··· ENTRIES PROVIDED ···
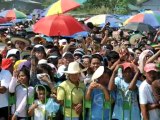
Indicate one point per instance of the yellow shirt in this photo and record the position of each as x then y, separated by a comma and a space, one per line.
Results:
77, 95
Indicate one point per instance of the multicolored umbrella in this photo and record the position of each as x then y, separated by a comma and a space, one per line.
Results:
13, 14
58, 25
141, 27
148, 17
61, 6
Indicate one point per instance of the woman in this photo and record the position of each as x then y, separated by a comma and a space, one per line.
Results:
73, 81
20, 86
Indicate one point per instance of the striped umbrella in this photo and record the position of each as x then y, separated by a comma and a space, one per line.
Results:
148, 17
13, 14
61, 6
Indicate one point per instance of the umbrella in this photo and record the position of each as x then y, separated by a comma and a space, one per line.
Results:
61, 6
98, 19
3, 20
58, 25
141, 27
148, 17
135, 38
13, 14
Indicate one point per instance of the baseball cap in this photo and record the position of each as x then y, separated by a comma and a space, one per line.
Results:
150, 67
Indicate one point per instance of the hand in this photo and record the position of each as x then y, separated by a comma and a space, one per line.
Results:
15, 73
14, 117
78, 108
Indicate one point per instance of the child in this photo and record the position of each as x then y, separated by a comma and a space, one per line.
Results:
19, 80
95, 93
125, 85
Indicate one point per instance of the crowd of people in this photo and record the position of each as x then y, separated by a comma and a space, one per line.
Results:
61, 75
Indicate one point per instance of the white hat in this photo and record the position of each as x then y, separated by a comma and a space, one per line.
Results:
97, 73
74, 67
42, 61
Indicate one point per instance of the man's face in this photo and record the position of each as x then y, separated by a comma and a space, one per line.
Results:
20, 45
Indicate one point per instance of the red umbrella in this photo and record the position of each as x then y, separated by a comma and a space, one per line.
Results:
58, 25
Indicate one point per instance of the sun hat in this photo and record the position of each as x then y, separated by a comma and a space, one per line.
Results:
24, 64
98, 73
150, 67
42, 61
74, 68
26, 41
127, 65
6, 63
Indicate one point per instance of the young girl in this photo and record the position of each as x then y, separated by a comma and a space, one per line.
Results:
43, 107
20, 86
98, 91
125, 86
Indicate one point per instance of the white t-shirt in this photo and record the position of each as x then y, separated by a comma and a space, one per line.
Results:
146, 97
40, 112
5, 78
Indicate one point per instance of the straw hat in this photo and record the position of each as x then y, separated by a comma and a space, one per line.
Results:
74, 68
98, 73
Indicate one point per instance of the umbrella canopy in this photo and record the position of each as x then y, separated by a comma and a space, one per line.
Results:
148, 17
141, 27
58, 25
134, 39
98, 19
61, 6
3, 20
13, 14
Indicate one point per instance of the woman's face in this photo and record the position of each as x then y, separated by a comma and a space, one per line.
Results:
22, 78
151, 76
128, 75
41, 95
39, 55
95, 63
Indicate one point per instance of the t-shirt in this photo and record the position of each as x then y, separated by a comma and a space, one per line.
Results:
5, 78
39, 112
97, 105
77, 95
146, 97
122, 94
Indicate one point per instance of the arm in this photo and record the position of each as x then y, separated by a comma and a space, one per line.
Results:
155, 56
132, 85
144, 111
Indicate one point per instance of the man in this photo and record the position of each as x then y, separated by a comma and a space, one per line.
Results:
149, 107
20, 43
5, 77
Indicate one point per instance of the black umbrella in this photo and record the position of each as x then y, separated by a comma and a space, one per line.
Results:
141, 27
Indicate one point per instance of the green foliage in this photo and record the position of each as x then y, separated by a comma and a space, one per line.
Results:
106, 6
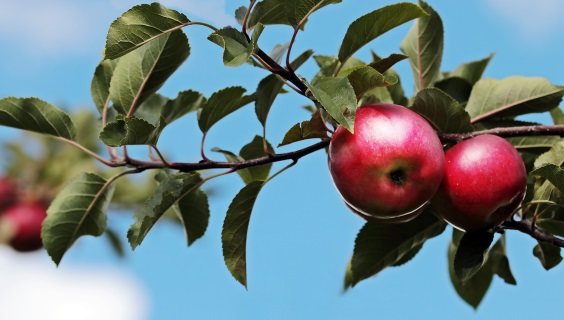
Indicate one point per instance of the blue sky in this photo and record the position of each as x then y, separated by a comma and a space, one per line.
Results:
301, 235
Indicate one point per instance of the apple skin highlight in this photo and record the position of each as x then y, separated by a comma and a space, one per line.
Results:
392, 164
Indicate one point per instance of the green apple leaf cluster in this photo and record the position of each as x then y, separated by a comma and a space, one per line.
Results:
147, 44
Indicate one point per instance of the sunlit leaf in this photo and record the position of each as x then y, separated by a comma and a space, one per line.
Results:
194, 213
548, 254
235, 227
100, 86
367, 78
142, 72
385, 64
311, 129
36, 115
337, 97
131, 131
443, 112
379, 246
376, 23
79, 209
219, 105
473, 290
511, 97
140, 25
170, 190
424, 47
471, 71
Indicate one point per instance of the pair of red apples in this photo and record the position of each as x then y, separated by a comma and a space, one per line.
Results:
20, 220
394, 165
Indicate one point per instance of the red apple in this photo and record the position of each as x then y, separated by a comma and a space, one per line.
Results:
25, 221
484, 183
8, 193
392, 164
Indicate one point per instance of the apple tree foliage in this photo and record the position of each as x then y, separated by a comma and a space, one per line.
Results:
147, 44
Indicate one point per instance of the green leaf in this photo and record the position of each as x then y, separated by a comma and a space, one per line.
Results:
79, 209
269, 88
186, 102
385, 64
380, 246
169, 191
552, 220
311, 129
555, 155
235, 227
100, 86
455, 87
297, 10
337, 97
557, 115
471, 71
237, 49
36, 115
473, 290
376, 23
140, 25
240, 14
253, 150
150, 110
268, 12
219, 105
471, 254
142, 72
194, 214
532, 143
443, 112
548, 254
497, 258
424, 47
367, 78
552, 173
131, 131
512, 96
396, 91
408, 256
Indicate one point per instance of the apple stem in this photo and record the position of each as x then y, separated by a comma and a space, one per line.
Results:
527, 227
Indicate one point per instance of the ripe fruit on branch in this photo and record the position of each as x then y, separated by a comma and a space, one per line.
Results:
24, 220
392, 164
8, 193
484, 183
···
All the records need to be repeated exactly, with the images dropped.

# [SOLUTION TO THE PROBLEM]
Indicate one point per instance of the yellow shirt in this photo and record the position of each as x then y, separated by a comma and a space, one per line.
Results:
77, 95
Indicate one point per instance of the multicolored umbrella in this photo and record the position of each as x then y, separated by a comma and a space, one per line.
Results:
13, 14
58, 25
141, 27
148, 17
61, 6
Indicate one point per instance of the woman in this photo and record the position of each as x then y, separated by a comma and a space, one per line.
Results:
73, 81
20, 86
Indicate one point per instance of the striped umbrella in this photo and record the position of each as x then y, separated by a comma and a space, one per line.
Results:
148, 17
13, 14
61, 6
Indicate one point per instance of the umbrella in this photo and record the position of each as x then y, separated by a comma and a space, one per line.
Results:
61, 6
98, 19
3, 20
58, 25
141, 27
148, 17
135, 38
13, 14
Indicate one point per instance of the baseball cap in this photo and record the position of each as x then y, separated by a comma and a space, one per line.
Results:
150, 67
Indicate one point per instance of the hand in this photo and record the position of each as x then y, separated by a comma and a space, one per line.
Results:
15, 73
14, 117
78, 108
Indicate one point per instance of the child in this photo and record the position of each as x then y, separated by a comma and a space, one per line.
Results:
19, 80
95, 93
125, 85
Indicate one point per instance of the crowd of people in this photo and record the position of each as x then y, separated by a comma and a space, one per line.
Results:
61, 75
Indicate one point per instance of the white hat in this photo and record the position of each as x then y, separated by a comma and a space, one per line.
Results:
97, 73
74, 67
42, 61
Indicate one point per instance of the man's face in this photo and record the position of each as x then y, separated by a comma and a space, one per line.
Results:
20, 45
Indicate one point per instance of the red umbrella in this photo and record the position of each as x then y, separated by a comma and a space, one per line.
Results:
58, 25
Indicate one point per instance of the sun hat in this photo and record the position of each as x then y, separated by a comma and a space, one per line.
Results:
24, 64
98, 73
150, 67
42, 61
74, 68
26, 41
127, 65
6, 63
Indicate one point per instance of the young girl in this photo and record the position of each as x then y, separated by a comma and a space, one per line.
Results:
43, 107
20, 86
98, 91
125, 86
Indicate one point per instance of the white t-shirt in this photo and record the position of each as x then y, separated by a comma and a space, one per line.
Results:
146, 97
40, 112
5, 78
Indicate one point per instance of the straw hat in this photo and record the position of each as x then y, separated by a comma and a space, one per line.
Results:
74, 68
98, 73
Indicate one point per instance of the umbrella canopy in this photo and record the position of each as x then y, separated by a comma and a space, one per line.
Results:
148, 17
141, 27
58, 25
134, 39
98, 19
61, 6
3, 20
13, 14
Indicate one point per instance of the woman's face in this photo and record the position of each as x then y, separated by a comma and a space, one per line.
Results:
22, 78
151, 76
128, 75
41, 95
39, 55
95, 63
Indicate one point per instance of the t-shirt in this photo and record the position of each as x then y, separated by a comma and a space, one per line.
Results:
5, 78
39, 112
97, 105
77, 95
146, 97
122, 94
Indicate one point per instance of the arm in this photo and record the position of each as x then y, separated by a comma and a space, one per line.
Results:
155, 56
132, 85
144, 111
Indicate one point per instance of the man in this photo and record the position of each as x then y, separated by a comma and a space, one per line.
Results:
149, 107
20, 43
5, 77
Indicate one point per instance of the black umbrella in this photo and record the position of each as x then y, separated by a comma and a space, one per line.
Results:
141, 27
Indicate one point per instance of the green foliage in this photo and record the position of each as x then y, separated by a comma and a space, one per line.
Results:
106, 6
Indicate one point per instance of the blue sky in this photo and record the position of each as x then y, separated by a comma and a space, one per line.
Results:
301, 235
Indicate one point per instance of the apple skin highlight in this photo and record the position of each as x then y, separated by a comma and a space, one per line.
Results:
392, 164
Indicate one point per instance of the green apple leaf cluster in this photo and record the position of each as x then y, separated by a comma and a space, one per line.
Results:
147, 44
Indicate one point per instance of the sunlit leaf in this photo and record the position of each as x then y, separated by a comma and a space, one per line.
Results:
194, 213
548, 254
235, 227
100, 86
367, 78
142, 72
385, 64
311, 129
36, 115
337, 97
131, 131
443, 112
379, 246
376, 23
79, 209
219, 105
473, 290
511, 97
140, 25
170, 190
424, 47
471, 71
Indicate one point per instance of the pair of red apples in this photo and record the position of each as x then y, separated by a comma and a space, one per line.
Results:
20, 220
394, 165
Indicate one point per instance of the red apple in this photo and record the position of each as x then y, separated by a comma and a space, one per line.
Results:
25, 221
484, 183
8, 193
392, 164
Indicate one point per instance of the apple tree foliage in this photo and record the position of each as x then y, separated by a comma and a space, one per line.
Results:
147, 44
Indicate one point per instance of the green leaf in this photo and record the position of each as x then y, separated by a comma and a space, one per line.
Results:
79, 209
269, 88
186, 102
385, 64
380, 246
169, 191
552, 220
311, 129
555, 155
235, 227
100, 86
455, 87
297, 10
337, 97
557, 115
471, 71
237, 49
36, 115
473, 290
376, 23
140, 25
240, 14
253, 150
150, 110
268, 12
219, 105
471, 254
142, 72
194, 214
532, 143
443, 112
548, 254
497, 258
424, 47
367, 78
552, 173
131, 131
512, 96
396, 91
408, 256
Indicate one point per instance of the apple stem in this photo and record the position of each as x then y, separated by a comma and a space, one per line.
Results:
527, 227
Indicate one point per instance of the ripe fruit on branch in this photo and record the position of each as x then y, separated by a comma and a space, one per line.
Results:
24, 220
392, 164
8, 193
484, 183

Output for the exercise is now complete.